◆ Written task
Count the lines in the material below that contain the string "house", with uppercase and lowercase treated as different. Reply with the number alone.

◆ Data in this exercise

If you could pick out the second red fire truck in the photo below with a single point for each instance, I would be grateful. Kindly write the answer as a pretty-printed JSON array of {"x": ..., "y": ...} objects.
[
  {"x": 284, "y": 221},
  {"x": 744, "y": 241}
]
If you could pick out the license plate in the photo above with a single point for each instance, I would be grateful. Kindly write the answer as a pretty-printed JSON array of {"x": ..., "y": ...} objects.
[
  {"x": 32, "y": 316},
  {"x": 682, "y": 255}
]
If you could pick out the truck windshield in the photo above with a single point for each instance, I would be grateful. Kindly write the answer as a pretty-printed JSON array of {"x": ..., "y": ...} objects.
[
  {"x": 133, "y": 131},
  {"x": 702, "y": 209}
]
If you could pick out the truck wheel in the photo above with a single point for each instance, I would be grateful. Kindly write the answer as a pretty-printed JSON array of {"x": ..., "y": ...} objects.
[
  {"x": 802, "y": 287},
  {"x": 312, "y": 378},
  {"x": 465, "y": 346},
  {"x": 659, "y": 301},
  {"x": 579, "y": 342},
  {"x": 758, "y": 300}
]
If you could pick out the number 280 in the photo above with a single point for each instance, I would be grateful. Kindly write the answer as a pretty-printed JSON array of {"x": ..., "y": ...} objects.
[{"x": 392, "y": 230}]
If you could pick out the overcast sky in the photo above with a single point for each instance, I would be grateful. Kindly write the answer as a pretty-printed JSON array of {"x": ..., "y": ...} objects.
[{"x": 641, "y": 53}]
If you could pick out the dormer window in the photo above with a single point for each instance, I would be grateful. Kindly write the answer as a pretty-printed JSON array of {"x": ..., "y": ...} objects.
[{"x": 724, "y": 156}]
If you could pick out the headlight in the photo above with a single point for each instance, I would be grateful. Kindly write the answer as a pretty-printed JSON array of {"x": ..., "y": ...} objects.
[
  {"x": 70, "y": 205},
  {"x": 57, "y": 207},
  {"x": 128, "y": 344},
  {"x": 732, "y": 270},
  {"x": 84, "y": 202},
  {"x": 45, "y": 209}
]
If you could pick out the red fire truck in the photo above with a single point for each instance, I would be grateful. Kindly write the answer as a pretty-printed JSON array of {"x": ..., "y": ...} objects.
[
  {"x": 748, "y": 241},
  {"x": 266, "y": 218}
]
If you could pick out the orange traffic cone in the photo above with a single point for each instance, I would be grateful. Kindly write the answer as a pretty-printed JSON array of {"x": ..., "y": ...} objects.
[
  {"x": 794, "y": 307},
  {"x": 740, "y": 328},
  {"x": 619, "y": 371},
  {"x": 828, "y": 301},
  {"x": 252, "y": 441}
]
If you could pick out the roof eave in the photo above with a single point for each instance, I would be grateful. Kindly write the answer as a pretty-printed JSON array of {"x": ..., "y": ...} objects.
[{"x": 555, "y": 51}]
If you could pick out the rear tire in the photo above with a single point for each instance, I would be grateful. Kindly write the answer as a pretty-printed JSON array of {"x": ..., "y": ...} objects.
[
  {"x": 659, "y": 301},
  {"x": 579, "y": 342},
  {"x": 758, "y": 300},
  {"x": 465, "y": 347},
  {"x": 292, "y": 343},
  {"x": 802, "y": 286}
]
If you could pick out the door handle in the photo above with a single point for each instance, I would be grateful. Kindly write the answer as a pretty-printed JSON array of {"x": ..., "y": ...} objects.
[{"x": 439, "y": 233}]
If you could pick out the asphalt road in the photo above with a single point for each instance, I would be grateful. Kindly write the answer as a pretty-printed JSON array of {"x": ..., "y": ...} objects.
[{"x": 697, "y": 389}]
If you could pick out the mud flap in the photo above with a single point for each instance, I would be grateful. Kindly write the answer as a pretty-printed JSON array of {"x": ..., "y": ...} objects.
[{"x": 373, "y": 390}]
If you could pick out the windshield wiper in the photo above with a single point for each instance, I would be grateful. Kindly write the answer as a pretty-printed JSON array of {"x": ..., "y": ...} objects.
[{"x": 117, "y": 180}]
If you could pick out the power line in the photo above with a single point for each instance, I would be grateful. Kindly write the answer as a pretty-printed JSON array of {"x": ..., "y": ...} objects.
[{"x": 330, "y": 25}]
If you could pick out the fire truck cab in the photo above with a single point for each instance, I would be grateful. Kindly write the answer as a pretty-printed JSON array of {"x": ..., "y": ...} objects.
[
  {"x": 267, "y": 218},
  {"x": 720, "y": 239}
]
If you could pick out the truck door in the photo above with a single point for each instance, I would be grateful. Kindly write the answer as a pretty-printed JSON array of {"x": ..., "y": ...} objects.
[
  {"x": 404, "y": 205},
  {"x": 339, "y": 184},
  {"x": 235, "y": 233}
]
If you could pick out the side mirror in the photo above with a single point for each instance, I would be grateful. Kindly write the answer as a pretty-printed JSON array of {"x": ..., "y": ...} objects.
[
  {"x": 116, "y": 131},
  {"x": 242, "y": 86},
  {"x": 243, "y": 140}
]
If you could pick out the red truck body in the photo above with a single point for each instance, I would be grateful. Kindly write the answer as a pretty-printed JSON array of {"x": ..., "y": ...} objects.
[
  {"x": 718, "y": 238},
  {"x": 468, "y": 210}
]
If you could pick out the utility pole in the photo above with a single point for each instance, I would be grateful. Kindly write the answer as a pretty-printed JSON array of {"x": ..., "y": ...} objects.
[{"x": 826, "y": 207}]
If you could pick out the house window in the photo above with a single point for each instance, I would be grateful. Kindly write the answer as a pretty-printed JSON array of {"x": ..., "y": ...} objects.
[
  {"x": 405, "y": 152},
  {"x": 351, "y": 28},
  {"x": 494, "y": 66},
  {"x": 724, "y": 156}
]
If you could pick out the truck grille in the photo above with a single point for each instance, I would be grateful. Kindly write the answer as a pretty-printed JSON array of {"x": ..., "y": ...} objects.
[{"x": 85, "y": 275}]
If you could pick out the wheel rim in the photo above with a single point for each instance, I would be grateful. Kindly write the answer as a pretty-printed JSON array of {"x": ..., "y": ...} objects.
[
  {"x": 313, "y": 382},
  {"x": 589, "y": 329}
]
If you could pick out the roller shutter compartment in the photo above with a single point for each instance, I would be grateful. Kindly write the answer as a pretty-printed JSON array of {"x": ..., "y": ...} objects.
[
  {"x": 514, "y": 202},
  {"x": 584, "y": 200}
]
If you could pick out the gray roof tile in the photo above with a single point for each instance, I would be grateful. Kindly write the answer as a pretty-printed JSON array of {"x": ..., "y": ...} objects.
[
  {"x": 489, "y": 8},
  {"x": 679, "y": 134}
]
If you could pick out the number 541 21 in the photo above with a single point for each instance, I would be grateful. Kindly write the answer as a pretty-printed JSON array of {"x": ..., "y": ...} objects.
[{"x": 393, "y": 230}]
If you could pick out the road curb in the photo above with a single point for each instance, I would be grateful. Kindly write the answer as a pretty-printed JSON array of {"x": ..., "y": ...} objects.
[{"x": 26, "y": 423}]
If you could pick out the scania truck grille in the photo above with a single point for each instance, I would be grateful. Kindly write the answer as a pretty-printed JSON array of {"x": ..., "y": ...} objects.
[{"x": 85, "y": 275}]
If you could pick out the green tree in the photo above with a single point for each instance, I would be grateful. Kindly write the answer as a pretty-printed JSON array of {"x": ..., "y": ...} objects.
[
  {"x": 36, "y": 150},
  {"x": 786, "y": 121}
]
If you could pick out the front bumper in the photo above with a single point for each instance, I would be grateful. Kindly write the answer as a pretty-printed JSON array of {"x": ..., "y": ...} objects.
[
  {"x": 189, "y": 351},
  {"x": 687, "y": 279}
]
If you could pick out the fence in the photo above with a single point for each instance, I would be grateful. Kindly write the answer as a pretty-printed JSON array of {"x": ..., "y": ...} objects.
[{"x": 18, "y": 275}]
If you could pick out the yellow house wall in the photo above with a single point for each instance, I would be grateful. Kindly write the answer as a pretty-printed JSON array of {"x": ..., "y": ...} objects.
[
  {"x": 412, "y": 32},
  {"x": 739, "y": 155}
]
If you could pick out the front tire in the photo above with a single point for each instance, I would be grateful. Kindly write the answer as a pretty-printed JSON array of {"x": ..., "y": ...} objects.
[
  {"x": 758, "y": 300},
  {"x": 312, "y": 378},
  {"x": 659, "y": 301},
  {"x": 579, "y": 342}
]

---

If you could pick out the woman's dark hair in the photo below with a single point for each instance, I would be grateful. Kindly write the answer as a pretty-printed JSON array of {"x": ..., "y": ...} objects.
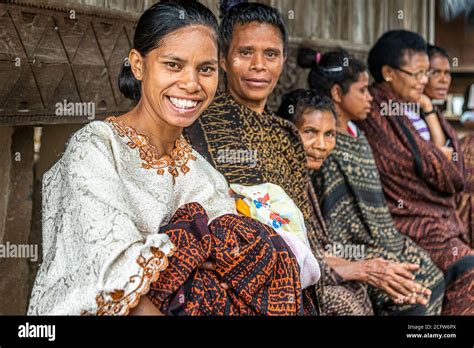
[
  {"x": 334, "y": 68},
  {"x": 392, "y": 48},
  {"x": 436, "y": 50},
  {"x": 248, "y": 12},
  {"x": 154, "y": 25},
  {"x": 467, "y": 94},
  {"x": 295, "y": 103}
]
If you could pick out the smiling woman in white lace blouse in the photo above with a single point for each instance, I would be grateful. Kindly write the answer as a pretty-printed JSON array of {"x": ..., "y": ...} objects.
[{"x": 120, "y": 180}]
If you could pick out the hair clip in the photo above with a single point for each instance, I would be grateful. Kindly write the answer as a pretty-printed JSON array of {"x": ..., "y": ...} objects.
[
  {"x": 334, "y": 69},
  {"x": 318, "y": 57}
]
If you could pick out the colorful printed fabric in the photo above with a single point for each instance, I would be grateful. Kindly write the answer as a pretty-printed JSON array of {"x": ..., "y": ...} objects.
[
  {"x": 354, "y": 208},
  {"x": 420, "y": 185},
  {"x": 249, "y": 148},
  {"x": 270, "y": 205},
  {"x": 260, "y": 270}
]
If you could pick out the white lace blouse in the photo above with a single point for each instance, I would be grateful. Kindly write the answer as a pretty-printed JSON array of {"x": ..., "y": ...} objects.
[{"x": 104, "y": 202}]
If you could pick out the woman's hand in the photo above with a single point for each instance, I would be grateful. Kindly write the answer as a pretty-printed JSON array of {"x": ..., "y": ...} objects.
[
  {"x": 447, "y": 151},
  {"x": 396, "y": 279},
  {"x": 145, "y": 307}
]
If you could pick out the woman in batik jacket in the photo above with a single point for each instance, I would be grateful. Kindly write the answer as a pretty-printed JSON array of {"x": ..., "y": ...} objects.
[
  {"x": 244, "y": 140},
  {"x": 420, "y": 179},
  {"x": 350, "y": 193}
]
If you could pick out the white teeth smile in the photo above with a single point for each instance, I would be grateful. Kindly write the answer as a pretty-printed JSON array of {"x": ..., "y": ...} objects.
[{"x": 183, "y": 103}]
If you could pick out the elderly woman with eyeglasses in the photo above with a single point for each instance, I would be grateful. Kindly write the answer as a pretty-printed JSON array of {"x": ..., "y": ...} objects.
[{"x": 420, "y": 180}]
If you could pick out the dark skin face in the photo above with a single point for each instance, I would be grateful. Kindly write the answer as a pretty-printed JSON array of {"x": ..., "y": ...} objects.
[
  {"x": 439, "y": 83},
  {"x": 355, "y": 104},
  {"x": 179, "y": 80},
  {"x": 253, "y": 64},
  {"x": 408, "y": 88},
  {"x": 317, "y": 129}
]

◆ Result of this exercise
2